__Task details__: Find "Where can the driver" in the records that follow; print that line and each subsequent line through the last one, verbatim and with nothing added.
━━━━━━━━━━━━━━━━━━━━
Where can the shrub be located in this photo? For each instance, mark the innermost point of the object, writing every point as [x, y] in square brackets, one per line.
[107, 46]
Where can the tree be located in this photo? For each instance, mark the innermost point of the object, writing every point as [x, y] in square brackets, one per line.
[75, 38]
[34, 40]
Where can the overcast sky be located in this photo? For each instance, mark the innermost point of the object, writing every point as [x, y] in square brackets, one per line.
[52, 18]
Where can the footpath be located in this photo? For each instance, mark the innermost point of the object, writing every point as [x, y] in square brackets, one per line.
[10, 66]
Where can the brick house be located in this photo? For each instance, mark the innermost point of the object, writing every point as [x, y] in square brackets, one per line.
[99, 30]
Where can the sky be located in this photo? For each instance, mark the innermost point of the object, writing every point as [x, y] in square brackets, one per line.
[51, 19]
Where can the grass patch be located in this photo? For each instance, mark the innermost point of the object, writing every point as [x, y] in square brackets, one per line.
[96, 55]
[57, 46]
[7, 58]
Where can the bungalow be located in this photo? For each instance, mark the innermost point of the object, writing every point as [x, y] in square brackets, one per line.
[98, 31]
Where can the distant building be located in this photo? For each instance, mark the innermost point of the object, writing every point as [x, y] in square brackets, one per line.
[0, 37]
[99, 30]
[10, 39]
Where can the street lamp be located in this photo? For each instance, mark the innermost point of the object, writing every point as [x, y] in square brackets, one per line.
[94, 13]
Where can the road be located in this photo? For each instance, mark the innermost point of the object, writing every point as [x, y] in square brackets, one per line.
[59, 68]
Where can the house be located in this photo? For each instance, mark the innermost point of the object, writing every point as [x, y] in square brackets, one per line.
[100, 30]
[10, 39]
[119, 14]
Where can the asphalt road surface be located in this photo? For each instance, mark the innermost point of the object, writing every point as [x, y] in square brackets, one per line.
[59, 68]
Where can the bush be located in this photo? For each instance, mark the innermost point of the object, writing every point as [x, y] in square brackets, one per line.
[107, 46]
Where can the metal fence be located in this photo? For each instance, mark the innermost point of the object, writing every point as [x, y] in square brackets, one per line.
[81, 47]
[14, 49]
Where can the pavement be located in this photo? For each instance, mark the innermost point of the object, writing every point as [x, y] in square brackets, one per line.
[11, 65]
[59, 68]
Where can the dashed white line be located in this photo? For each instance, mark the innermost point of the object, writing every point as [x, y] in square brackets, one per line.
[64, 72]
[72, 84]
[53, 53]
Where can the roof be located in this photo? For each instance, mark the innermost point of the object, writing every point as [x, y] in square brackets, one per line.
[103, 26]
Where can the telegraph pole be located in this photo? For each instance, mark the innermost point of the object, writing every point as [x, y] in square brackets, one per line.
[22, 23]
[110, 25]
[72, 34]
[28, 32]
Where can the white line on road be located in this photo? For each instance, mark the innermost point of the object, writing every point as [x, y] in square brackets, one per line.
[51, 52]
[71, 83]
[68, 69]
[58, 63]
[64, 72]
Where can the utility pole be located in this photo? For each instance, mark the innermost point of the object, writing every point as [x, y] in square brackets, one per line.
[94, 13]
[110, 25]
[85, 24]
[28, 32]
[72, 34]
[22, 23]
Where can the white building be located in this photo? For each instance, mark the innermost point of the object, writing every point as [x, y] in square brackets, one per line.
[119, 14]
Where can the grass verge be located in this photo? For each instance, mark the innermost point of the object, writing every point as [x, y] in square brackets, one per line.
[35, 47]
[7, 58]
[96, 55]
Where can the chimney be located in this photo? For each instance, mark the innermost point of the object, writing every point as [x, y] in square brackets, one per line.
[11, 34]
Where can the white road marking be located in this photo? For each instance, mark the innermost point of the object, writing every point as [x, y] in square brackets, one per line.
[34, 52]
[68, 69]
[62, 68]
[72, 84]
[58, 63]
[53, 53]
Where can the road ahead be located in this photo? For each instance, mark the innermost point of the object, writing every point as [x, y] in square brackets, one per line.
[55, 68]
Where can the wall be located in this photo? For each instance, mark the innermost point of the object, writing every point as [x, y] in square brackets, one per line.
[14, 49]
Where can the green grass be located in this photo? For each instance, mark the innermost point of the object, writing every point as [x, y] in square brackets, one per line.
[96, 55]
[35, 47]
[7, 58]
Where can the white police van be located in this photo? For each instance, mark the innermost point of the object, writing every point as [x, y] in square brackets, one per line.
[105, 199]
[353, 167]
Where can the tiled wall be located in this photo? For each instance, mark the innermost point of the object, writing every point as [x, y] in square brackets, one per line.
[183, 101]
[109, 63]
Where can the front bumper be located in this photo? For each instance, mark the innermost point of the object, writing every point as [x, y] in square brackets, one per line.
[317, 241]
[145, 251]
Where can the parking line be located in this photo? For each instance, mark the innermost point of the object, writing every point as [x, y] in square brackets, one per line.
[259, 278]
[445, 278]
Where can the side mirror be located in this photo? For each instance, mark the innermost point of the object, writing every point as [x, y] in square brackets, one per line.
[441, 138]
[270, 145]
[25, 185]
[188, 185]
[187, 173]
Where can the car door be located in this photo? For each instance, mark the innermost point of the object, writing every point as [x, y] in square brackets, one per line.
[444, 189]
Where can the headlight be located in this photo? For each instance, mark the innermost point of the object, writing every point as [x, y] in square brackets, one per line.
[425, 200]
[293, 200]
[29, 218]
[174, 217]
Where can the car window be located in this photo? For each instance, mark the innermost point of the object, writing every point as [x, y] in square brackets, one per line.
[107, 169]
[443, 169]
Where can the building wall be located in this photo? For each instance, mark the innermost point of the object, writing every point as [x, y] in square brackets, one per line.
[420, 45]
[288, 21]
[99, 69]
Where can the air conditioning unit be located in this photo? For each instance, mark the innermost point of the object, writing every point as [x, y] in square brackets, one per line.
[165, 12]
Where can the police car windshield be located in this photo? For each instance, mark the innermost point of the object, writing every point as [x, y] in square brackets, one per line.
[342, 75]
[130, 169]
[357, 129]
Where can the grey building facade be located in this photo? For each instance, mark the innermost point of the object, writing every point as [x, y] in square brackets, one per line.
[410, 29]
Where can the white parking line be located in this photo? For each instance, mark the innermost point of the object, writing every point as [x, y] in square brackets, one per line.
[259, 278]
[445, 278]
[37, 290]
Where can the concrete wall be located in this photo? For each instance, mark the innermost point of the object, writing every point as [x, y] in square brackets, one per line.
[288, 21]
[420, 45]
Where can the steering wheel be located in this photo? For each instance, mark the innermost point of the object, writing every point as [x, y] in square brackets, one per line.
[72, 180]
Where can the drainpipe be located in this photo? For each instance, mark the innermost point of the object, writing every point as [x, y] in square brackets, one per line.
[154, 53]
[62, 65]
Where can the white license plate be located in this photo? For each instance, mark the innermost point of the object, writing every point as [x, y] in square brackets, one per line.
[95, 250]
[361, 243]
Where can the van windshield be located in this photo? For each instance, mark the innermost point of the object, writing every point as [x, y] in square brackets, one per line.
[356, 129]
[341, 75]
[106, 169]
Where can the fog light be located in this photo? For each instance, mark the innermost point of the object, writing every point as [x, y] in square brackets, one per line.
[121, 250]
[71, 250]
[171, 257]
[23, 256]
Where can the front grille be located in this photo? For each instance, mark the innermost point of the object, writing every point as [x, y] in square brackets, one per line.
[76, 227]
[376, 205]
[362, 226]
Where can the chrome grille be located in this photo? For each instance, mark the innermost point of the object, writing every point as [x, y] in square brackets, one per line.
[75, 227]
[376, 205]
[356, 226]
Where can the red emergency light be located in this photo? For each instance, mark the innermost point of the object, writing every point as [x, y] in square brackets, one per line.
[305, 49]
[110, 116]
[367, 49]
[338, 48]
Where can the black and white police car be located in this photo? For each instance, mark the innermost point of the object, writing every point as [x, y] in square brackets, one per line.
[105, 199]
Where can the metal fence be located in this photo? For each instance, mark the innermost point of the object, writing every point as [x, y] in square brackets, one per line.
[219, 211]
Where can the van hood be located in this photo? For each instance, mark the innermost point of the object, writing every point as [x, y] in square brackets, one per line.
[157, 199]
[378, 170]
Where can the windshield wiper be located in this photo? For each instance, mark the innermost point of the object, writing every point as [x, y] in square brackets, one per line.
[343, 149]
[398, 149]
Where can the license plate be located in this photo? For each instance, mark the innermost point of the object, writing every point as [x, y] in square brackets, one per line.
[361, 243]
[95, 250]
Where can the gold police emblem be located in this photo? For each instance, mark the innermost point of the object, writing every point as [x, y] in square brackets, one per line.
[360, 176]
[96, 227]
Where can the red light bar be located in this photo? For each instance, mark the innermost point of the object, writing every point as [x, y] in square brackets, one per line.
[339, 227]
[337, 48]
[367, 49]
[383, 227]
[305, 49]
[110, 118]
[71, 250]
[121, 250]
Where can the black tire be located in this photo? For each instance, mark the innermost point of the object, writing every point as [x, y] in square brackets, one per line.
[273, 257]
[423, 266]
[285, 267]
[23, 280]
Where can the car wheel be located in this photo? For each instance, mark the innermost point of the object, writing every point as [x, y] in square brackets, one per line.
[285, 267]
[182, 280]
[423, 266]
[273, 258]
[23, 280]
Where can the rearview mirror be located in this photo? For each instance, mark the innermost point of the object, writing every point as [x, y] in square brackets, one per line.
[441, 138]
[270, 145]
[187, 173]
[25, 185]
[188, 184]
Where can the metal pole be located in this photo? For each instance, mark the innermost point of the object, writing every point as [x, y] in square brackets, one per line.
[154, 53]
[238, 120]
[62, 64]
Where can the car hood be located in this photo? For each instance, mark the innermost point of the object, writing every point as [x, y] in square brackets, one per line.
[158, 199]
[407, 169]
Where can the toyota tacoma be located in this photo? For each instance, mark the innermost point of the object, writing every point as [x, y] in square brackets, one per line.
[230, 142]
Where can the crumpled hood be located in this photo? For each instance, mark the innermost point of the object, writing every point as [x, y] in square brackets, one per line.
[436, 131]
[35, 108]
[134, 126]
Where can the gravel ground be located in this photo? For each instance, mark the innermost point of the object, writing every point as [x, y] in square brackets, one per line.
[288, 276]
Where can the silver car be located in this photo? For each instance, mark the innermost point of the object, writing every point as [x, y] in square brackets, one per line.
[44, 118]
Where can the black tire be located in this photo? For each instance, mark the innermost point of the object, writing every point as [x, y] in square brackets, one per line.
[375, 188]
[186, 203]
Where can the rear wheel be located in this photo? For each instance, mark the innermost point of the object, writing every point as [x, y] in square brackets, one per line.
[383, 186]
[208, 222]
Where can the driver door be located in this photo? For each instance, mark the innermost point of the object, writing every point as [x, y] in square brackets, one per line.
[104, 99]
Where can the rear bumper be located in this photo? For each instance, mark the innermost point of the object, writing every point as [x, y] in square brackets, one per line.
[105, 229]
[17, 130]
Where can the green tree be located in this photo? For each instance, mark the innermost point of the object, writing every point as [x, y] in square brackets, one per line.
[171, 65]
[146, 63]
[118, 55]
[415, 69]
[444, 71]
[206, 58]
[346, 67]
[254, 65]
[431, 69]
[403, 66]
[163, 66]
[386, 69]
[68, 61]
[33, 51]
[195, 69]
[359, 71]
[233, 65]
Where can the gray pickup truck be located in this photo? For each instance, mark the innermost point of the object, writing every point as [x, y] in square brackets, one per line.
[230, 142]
━━━━━━━━━━━━━━━━━━━━
__Expected answer__:
Where can the driver door be located in this photo? For each instance, mark the innermost point of the object, writing every point as [x, y] in square brackets, one per line.
[104, 99]
Where can the rear bumper be located in this photo? For each instance, mark the innermost point of the object, writing every point as [x, y] in square brackets, one per line.
[105, 229]
[17, 130]
Where can the green tree be located in this photo? For each instance, mark the innermost point of the object, writing every point as [x, y] in square brackets, one per line.
[171, 65]
[146, 63]
[118, 55]
[415, 69]
[444, 71]
[206, 58]
[346, 67]
[254, 65]
[431, 69]
[403, 66]
[163, 66]
[386, 69]
[68, 61]
[33, 51]
[195, 69]
[359, 71]
[233, 65]
Where can the gray pickup truck be located in this photo? For each instance, mark the innermost point of the object, writing every point as [x, y] in square brackets, one per line.
[230, 142]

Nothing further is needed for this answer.